- What is expected: Search the listing for the word "plank" and return each line that contains it.

################

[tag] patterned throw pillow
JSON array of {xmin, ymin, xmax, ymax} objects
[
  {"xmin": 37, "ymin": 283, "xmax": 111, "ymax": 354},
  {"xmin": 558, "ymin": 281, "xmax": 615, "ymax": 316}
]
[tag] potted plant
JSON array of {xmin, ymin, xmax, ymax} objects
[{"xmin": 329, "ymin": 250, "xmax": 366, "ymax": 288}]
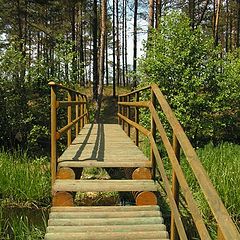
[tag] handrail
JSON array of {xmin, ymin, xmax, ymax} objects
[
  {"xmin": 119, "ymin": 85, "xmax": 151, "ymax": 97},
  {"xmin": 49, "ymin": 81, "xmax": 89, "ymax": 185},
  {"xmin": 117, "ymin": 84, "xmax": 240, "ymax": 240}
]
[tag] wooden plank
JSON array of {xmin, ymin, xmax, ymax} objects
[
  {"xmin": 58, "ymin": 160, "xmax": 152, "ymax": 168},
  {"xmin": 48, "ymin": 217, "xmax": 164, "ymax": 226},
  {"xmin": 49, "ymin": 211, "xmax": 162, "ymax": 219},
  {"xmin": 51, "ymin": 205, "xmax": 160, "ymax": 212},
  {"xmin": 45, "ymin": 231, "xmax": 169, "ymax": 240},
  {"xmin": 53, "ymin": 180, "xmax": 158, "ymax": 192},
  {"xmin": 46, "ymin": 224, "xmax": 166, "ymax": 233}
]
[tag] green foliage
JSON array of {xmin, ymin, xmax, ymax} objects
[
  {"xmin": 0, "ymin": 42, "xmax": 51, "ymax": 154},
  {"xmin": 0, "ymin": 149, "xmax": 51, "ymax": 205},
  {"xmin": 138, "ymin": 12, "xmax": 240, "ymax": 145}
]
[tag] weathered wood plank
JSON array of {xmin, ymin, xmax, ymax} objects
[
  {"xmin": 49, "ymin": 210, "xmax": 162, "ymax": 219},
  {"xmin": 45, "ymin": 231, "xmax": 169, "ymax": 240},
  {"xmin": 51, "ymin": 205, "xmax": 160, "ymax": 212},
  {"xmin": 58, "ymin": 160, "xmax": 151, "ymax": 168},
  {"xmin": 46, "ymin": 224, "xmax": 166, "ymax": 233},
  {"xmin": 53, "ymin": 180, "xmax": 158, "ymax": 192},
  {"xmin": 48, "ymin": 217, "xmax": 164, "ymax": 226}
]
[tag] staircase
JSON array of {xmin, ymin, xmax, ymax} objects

################

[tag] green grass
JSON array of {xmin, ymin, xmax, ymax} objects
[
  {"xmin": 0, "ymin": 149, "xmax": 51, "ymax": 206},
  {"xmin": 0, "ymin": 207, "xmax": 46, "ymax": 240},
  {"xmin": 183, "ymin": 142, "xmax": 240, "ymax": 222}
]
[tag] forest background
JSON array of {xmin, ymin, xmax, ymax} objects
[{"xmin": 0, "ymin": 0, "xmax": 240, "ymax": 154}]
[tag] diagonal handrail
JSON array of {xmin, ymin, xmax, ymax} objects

################

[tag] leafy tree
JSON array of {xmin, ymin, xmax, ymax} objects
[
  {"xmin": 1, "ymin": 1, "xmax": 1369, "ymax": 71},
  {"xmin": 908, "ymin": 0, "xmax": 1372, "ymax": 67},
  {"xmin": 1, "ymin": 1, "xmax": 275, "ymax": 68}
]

################

- Answer below:
[tag] wooden plank
[tag] weathered wood plank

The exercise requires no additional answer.